[DO NOT PUBLISH]
IN THE UNITED STATES COURT OF APPEALS
FILED
FOR THE ELEVENTH CIRCUIT U.S. COURT OF APPEALS
________________________ ELEVENTH CIRCUIT
FEBRUARY 15, 2008
No. 07-11317 THOMAS K. KAHN
CLERK
________________________
D. C. Docket No. 06-00073-CR-KD
UNITED STATES OF AMERICA,
Plaintiff-Appellee,
versus
JEREMY LAWRENCE CARLISLE,
Defendant-Appellant.
________________________
Appeal from the United States District Court
for the Southern District of Alabama
_________________________
(February 15, 2008)
Before BLACK, CARNES and COX, Circuit Judges.
PER CURIAM:
Raising two contentions, Jeremy Carlisle appeals the 135 month sentence he
received after he pleaded guilty to conspiracy to possess with intent to distribute
more than 500 grams of methamphetamine, in violation of 21 U.S.C. § 846.
I.
Carlisle’s first contention is that the Government violated the terms of his
plea bargain by not evaluating the assistance he had rendered up to the time of
sentencing and deciding whether to move at that time under U.S.S.G. § 5K1.1 for
a downward departure based on substantial assistance. This is not the identical
issue that Carlisle raised in the district court.

###

PROBLEMS TO SOLVE:
(1) Answer these questions from the opinion:
(a) Which district court's decision is being appealed?
(b) What is the length of the sentence Carlisle is appealing?
(c) Which circuit judges heard the case?
(2) Reproduce word for word the passage of the opinion starting with "Before BLACK, CARNES" and going on through "the district court.".
The rows that follow have no connection to the opinion.

INFORMATION GIVEN:
###

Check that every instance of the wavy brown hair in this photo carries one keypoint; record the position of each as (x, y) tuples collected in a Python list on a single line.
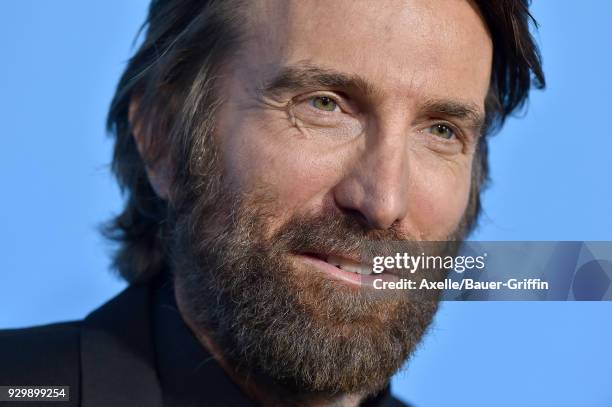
[(172, 77)]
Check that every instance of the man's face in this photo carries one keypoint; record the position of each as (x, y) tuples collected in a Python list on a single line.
[(394, 143), (341, 122)]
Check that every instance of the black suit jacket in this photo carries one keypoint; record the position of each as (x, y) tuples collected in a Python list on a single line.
[(108, 359)]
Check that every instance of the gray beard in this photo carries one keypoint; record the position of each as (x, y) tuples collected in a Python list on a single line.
[(297, 329)]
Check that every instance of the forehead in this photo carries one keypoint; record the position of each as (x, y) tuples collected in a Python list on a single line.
[(402, 47)]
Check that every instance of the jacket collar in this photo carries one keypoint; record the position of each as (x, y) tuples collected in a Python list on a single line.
[(117, 353)]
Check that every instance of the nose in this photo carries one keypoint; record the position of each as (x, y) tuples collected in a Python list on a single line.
[(376, 186)]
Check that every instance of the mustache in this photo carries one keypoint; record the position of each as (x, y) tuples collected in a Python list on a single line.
[(343, 234)]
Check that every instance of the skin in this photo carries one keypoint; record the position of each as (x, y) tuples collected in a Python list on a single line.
[(372, 107), (376, 154)]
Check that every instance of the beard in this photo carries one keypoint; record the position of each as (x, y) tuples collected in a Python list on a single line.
[(274, 318)]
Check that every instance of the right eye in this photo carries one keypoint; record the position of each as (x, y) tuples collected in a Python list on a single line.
[(324, 103)]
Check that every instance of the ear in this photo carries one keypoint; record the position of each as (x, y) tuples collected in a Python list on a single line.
[(157, 172)]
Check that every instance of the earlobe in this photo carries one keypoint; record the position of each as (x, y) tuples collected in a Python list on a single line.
[(157, 171)]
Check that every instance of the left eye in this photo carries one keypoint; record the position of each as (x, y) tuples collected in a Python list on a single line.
[(442, 130), (323, 103)]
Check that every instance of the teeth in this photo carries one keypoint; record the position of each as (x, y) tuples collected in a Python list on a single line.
[(348, 265)]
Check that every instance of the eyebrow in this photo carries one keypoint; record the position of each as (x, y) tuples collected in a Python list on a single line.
[(305, 76), (464, 111)]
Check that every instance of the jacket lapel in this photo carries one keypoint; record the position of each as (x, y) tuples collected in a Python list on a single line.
[(117, 353)]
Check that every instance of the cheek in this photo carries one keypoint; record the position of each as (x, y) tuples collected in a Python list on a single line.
[(439, 198), (271, 158)]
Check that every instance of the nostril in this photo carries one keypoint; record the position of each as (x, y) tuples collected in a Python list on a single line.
[(358, 217)]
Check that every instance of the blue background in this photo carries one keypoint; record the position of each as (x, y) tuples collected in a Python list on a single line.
[(551, 169)]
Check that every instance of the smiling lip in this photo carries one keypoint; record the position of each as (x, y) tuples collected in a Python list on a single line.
[(344, 269)]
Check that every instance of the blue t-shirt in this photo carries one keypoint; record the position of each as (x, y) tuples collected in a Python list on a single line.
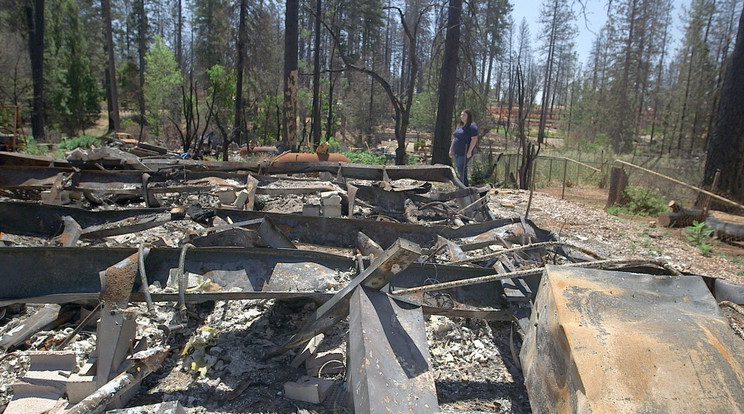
[(462, 138)]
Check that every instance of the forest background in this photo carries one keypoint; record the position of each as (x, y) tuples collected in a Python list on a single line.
[(181, 72)]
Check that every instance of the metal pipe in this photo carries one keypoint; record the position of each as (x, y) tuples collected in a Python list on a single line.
[(182, 278), (142, 253)]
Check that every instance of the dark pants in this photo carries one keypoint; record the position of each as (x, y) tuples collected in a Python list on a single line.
[(461, 165)]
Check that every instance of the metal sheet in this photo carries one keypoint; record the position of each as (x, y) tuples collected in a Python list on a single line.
[(389, 369), (603, 342)]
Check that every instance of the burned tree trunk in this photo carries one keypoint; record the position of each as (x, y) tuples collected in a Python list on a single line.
[(290, 75), (35, 23)]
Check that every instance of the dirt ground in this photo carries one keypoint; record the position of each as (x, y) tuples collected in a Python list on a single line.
[(580, 218)]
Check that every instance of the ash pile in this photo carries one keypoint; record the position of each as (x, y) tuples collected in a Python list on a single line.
[(155, 284)]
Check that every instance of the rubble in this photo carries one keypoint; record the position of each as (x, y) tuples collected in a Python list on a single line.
[(291, 286)]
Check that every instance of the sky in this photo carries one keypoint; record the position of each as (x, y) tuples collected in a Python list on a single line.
[(589, 27)]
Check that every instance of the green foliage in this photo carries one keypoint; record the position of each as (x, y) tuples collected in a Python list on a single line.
[(72, 90), (423, 112), (697, 234), (365, 157), (478, 174), (82, 141), (162, 77), (222, 84), (267, 119), (642, 202), (33, 148)]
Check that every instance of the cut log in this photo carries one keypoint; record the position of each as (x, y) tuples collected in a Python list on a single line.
[(681, 218), (727, 227)]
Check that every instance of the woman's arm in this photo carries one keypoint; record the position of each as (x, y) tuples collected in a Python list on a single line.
[(473, 142)]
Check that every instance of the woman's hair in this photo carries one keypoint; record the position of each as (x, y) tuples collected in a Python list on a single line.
[(469, 119)]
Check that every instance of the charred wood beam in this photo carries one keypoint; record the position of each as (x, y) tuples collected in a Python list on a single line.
[(392, 261), (439, 173), (38, 177), (342, 232), (388, 356), (144, 363), (60, 275)]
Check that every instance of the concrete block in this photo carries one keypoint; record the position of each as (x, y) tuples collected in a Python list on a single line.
[(332, 211), (311, 210), (312, 390), (43, 385), (226, 196), (331, 204), (30, 405), (241, 199), (81, 384), (171, 407), (327, 363), (309, 350)]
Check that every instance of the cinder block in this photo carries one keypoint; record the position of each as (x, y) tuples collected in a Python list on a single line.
[(171, 407), (332, 211), (312, 390), (309, 350), (82, 383), (328, 363), (241, 199), (312, 210), (227, 196)]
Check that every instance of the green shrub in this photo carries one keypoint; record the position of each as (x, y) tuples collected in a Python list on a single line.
[(34, 149), (82, 141), (697, 234), (642, 202), (365, 157)]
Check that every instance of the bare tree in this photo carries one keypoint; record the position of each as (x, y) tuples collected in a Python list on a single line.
[(447, 84), (112, 93)]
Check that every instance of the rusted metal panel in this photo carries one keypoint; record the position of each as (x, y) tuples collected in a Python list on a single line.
[(48, 220), (606, 342), (18, 159), (389, 369)]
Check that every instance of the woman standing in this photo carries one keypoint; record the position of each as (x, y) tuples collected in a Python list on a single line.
[(463, 142)]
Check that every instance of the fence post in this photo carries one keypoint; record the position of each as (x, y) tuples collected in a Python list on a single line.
[(565, 169), (618, 182)]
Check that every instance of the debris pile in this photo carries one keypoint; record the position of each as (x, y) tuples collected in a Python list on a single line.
[(294, 286)]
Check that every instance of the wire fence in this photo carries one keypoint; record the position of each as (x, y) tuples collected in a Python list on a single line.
[(577, 170)]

###

EXPECTED ANSWERS:
(1)
(a) The United States District Court for the Southern District of Alabama.
(b) 135 months.
(c) Black, Carnes and Cox.

(2)
Before BLACK, CARNES and COX, Circuit Judges.
PER CURIAM:
Raising two contentions, Jeremy Carlisle appeals the 135 month sentence he
received after he pleaded guilty to conspiracy to possess with intent to distribute
more than 500 grams of methamphetamine, in violation of 21 U.S.C. § 846.
I.
Carlisle’s first contention is that the Government violated the terms of his
plea bargain by not evaluating the assistance he had rendered up to the time of
sentencing and deciding whether to move at that time under U.S.S.G. § 5K1.1 for
a downward departure based on substantial assistance. This is not the identical
issue that Carlisle raised in the district court.